### Job
In all of the records below, swap "single point" for "single dot" and reproduce them otherwise unchanged, leaving the pictures out of your answer.

### Provided records
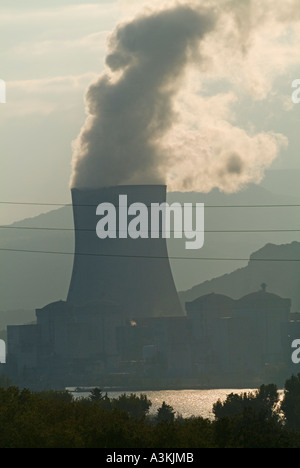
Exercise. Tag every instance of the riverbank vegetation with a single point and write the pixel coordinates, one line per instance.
(52, 419)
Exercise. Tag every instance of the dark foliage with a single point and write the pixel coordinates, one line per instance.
(57, 420)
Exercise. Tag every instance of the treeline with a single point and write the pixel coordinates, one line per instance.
(51, 419)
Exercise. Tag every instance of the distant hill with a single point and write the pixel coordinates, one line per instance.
(31, 280)
(281, 277)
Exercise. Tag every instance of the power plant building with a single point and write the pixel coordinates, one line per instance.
(122, 318)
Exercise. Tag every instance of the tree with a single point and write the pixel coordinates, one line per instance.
(136, 406)
(290, 405)
(165, 413)
(264, 402)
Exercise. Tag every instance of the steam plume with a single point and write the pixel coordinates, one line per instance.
(145, 125)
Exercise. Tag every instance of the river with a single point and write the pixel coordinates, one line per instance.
(186, 403)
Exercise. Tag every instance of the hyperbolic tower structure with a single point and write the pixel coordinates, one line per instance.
(133, 273)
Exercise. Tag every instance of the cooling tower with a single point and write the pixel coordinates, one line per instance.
(133, 273)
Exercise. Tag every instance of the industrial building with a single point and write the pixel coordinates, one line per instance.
(122, 322)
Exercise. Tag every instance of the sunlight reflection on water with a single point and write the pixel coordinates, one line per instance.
(186, 403)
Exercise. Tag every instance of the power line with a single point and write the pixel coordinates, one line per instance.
(239, 231)
(291, 205)
(153, 257)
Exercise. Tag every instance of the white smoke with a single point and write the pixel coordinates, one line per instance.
(149, 121)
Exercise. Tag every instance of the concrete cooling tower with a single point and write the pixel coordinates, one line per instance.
(132, 273)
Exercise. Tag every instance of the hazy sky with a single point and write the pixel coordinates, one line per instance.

### Result
Exercise. Tag every instance of the riverbank vegetation with a single dot and write the pixel coordinates, one line per instance.
(52, 419)
Exercise. Tag every instance of the dark foliage with a single dot and write the pixel coordinates, one line per instance.
(57, 420)
Exercise. Tag every instance of the treeline with a single dot and write the pixel coordinates, one line per instance.
(51, 419)
Exercise. Tag every instance of the distant hill with a single dot and write the pixel coordinates, one line per instance.
(31, 280)
(281, 277)
Exercise. Tag every instance of the power plant building with a single dot and write the pixel coordinates, one line per instance.
(122, 318)
Exercise. Tag every instance of the tree with a single dot and write the pixel coordinates, one line per instance.
(136, 406)
(290, 405)
(165, 413)
(264, 402)
Exercise. Tag every instance of the steam plume with a single dot and write the pixel coordinates, one line per instance.
(145, 125)
Exercise. Tag every instance of the river with a single dot and write the pixel coordinates, one line per instance.
(186, 403)
Exercise. Tag every instance of the hyperbolic tower structure with a single dot and write the pixel coordinates, one line per instance.
(133, 273)
Exercise. Tag every instance of the cooling tower with a single dot and write the pixel coordinates, one line per instance.
(133, 273)
Exercise. Tag every instance of the industrial building with a single dot and write the pixel coordinates, one line per instance.
(122, 322)
Exercise. Tag every instance of the sunlight reflection on water with a single dot and write the pixel coordinates, one line per instance.
(186, 403)
Exercise. Tag every instance of the power line with a single dot and write the pixel coordinates, one line per instance.
(239, 231)
(291, 205)
(153, 257)
Exercise. Tag every instance of the white smoke with a single dot and write the pixel coordinates, one line per instance.
(149, 121)
Exercise. Tag every instance of the concrete cooling tower with a single dot and write the pixel coordinates, one line per instance.
(132, 273)
Exercise. Tag every instance of the hazy sky with a single dot and write the pixel coordinates, one line per instance.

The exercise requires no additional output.